• **GOAL**:
Copy every line of the material below word for word, omitting the pictures.

• **EXCERPTED RECORDS**:

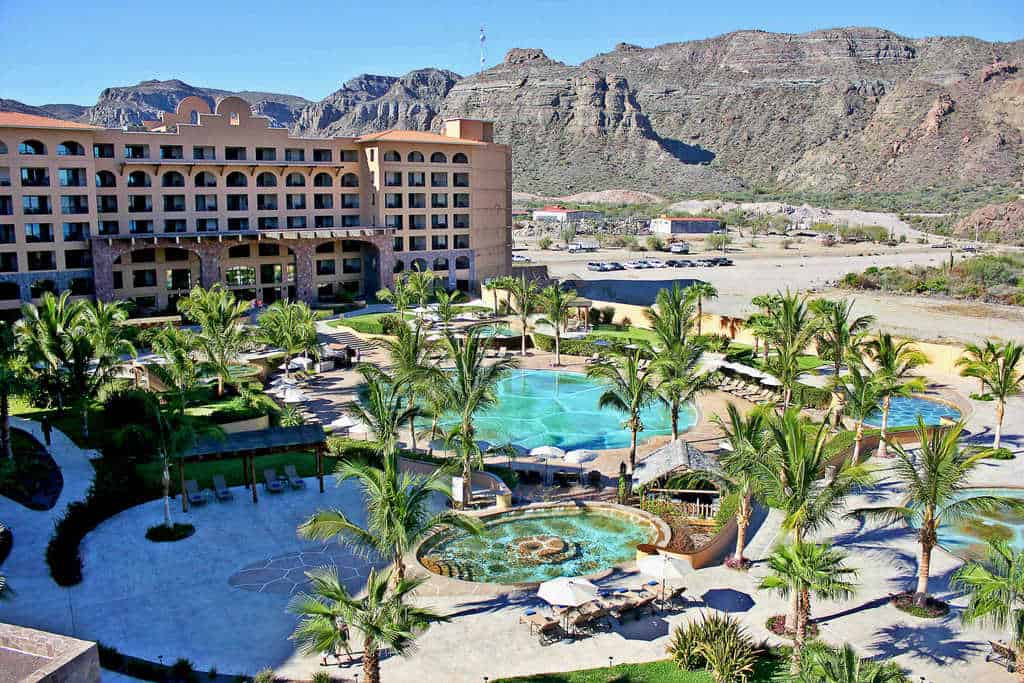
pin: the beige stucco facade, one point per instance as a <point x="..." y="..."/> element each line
<point x="204" y="197"/>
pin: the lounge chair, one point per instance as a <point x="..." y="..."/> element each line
<point x="220" y="488"/>
<point x="270" y="481"/>
<point x="196" y="497"/>
<point x="293" y="477"/>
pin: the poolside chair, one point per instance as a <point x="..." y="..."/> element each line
<point x="293" y="477"/>
<point x="270" y="481"/>
<point x="220" y="488"/>
<point x="196" y="497"/>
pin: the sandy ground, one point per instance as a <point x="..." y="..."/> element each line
<point x="807" y="266"/>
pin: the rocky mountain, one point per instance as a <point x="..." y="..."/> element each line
<point x="838" y="111"/>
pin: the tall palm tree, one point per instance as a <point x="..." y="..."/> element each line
<point x="749" y="441"/>
<point x="840" y="332"/>
<point x="629" y="388"/>
<point x="525" y="293"/>
<point x="807" y="569"/>
<point x="894" y="360"/>
<point x="290" y="326"/>
<point x="699" y="292"/>
<point x="860" y="399"/>
<point x="1001" y="376"/>
<point x="222" y="336"/>
<point x="398" y="511"/>
<point x="934" y="480"/>
<point x="13" y="374"/>
<point x="382" y="616"/>
<point x="468" y="388"/>
<point x="675" y="369"/>
<point x="996" y="590"/>
<point x="556" y="304"/>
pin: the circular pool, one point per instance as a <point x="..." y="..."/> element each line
<point x="903" y="412"/>
<point x="545" y="408"/>
<point x="968" y="539"/>
<point x="537" y="544"/>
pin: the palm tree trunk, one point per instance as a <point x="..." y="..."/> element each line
<point x="883" y="446"/>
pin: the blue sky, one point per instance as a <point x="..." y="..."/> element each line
<point x="69" y="50"/>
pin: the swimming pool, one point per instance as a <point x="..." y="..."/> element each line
<point x="903" y="412"/>
<point x="532" y="546"/>
<point x="968" y="539"/>
<point x="546" y="408"/>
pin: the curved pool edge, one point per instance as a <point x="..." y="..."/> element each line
<point x="450" y="585"/>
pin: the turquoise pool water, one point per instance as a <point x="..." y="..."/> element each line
<point x="903" y="412"/>
<point x="536" y="547"/>
<point x="967" y="539"/>
<point x="546" y="408"/>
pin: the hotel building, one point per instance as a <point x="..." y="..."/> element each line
<point x="144" y="214"/>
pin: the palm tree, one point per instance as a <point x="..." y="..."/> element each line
<point x="398" y="511"/>
<point x="749" y="441"/>
<point x="678" y="381"/>
<point x="221" y="337"/>
<point x="806" y="569"/>
<point x="934" y="480"/>
<point x="845" y="666"/>
<point x="13" y="373"/>
<point x="1001" y="376"/>
<point x="996" y="590"/>
<point x="468" y="388"/>
<point x="382" y="616"/>
<point x="178" y="370"/>
<point x="698" y="292"/>
<point x="556" y="304"/>
<point x="290" y="326"/>
<point x="860" y="399"/>
<point x="839" y="331"/>
<point x="525" y="294"/>
<point x="629" y="388"/>
<point x="894" y="360"/>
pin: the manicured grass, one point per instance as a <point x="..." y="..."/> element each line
<point x="767" y="670"/>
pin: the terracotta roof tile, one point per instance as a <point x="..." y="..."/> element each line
<point x="17" y="120"/>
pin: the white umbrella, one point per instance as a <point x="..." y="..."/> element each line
<point x="580" y="456"/>
<point x="548" y="452"/>
<point x="566" y="592"/>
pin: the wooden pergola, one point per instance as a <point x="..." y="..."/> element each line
<point x="250" y="445"/>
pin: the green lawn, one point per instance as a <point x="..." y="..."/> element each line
<point x="769" y="669"/>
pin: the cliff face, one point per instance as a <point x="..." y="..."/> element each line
<point x="845" y="110"/>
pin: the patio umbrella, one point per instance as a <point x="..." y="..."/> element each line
<point x="566" y="592"/>
<point x="665" y="568"/>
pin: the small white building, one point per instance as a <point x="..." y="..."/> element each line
<point x="684" y="224"/>
<point x="562" y="215"/>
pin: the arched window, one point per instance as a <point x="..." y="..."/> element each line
<point x="236" y="179"/>
<point x="138" y="179"/>
<point x="206" y="179"/>
<point x="105" y="179"/>
<point x="266" y="179"/>
<point x="32" y="147"/>
<point x="172" y="179"/>
<point x="71" y="148"/>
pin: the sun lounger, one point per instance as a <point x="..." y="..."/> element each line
<point x="293" y="477"/>
<point x="220" y="488"/>
<point x="196" y="497"/>
<point x="270" y="481"/>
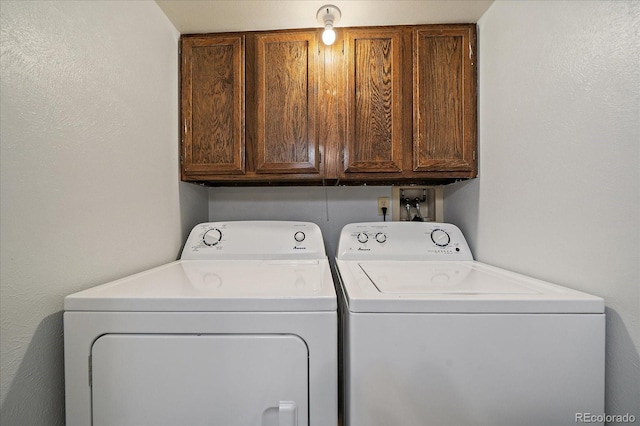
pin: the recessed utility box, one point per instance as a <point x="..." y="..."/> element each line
<point x="419" y="203"/>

• **EXPECTED OUTPUT**:
pin: the beige stucco facade, one point per instance as a <point x="..." y="..."/> element each line
<point x="204" y="197"/>
pin: the lounge chair, one point per instance as a <point x="..." y="..."/> element each line
<point x="220" y="488"/>
<point x="270" y="481"/>
<point x="196" y="497"/>
<point x="293" y="477"/>
pin: the poolside chair, one point per instance as a <point x="..." y="..."/> element each line
<point x="293" y="477"/>
<point x="270" y="481"/>
<point x="220" y="488"/>
<point x="196" y="497"/>
pin: the sandy ground, one point per instance as a <point x="..." y="..."/> element each line
<point x="807" y="266"/>
pin: the rocky mountain, one point per instance as a <point x="..." y="..."/> element each line
<point x="838" y="111"/>
pin: the tall palm tree, one point per instance as a <point x="..." y="..."/> element each line
<point x="749" y="441"/>
<point x="840" y="332"/>
<point x="629" y="388"/>
<point x="525" y="293"/>
<point x="807" y="569"/>
<point x="894" y="360"/>
<point x="290" y="326"/>
<point x="699" y="292"/>
<point x="860" y="399"/>
<point x="1001" y="376"/>
<point x="222" y="336"/>
<point x="398" y="511"/>
<point x="934" y="480"/>
<point x="13" y="374"/>
<point x="382" y="616"/>
<point x="468" y="388"/>
<point x="675" y="369"/>
<point x="996" y="590"/>
<point x="556" y="304"/>
pin: the circular pool, one point per instance as a <point x="..." y="..."/> element each line
<point x="903" y="412"/>
<point x="545" y="408"/>
<point x="968" y="539"/>
<point x="537" y="544"/>
pin: the palm tree trunk, one point per instance as a <point x="..." y="..."/> element each line
<point x="883" y="446"/>
pin: the blue sky, one point per instance as a <point x="..." y="..."/> element each line
<point x="69" y="50"/>
pin: the swimming pool, one point per instance as a <point x="..." y="..."/> element each line
<point x="903" y="412"/>
<point x="532" y="546"/>
<point x="968" y="539"/>
<point x="546" y="408"/>
pin: the curved pool edge, one point per instance as a <point x="..." y="..."/> element each line
<point x="450" y="585"/>
pin: the turquoise pool water, one point per instance as a <point x="..." y="..."/> element each line
<point x="903" y="412"/>
<point x="536" y="547"/>
<point x="967" y="539"/>
<point x="546" y="408"/>
pin: the hotel building, one point per instance as a <point x="..." y="..."/> element each line
<point x="144" y="214"/>
pin: the palm tree, one point per instance as a <point x="..." y="..."/> element each line
<point x="398" y="511"/>
<point x="749" y="441"/>
<point x="678" y="381"/>
<point x="221" y="337"/>
<point x="806" y="569"/>
<point x="934" y="480"/>
<point x="845" y="666"/>
<point x="13" y="373"/>
<point x="1001" y="376"/>
<point x="996" y="590"/>
<point x="468" y="388"/>
<point x="382" y="616"/>
<point x="178" y="370"/>
<point x="698" y="292"/>
<point x="556" y="304"/>
<point x="290" y="326"/>
<point x="860" y="399"/>
<point x="839" y="331"/>
<point x="525" y="294"/>
<point x="629" y="388"/>
<point x="894" y="360"/>
pin: the manicured grass, one point per instance as a <point x="..." y="..."/> element each line
<point x="767" y="670"/>
pin: the terracotta roof tile, one point per instance as a <point x="..." y="..."/> element each line
<point x="17" y="120"/>
pin: the white umbrella, one point per instance as a <point x="..." y="..."/> element each line
<point x="580" y="456"/>
<point x="548" y="452"/>
<point x="566" y="592"/>
pin: the wooden pergola, one point per instance as a <point x="..." y="..."/> element each line
<point x="250" y="445"/>
pin: the green lawn, one point per instance as a <point x="..." y="..."/> element each line
<point x="769" y="669"/>
pin: the cliff face, one point per instance as a <point x="..." y="..."/> element each line
<point x="845" y="110"/>
pin: the patio umbrella, one point per instance as a <point x="..." y="..."/> element each line
<point x="566" y="592"/>
<point x="665" y="568"/>
pin: the small white building, one point per instance as a <point x="..." y="..."/> element each line
<point x="684" y="224"/>
<point x="562" y="215"/>
pin: the arched window, one point per instance as a <point x="..." y="..."/> element each line
<point x="236" y="179"/>
<point x="138" y="179"/>
<point x="206" y="179"/>
<point x="105" y="179"/>
<point x="266" y="179"/>
<point x="32" y="147"/>
<point x="172" y="179"/>
<point x="71" y="148"/>
pin: the sun lounger, one point per instance as a <point x="..." y="..."/> element each line
<point x="293" y="477"/>
<point x="220" y="488"/>
<point x="196" y="497"/>
<point x="270" y="481"/>
pin: the recessed utility box, one point per instance as a <point x="..." y="..."/> element each line
<point x="419" y="203"/>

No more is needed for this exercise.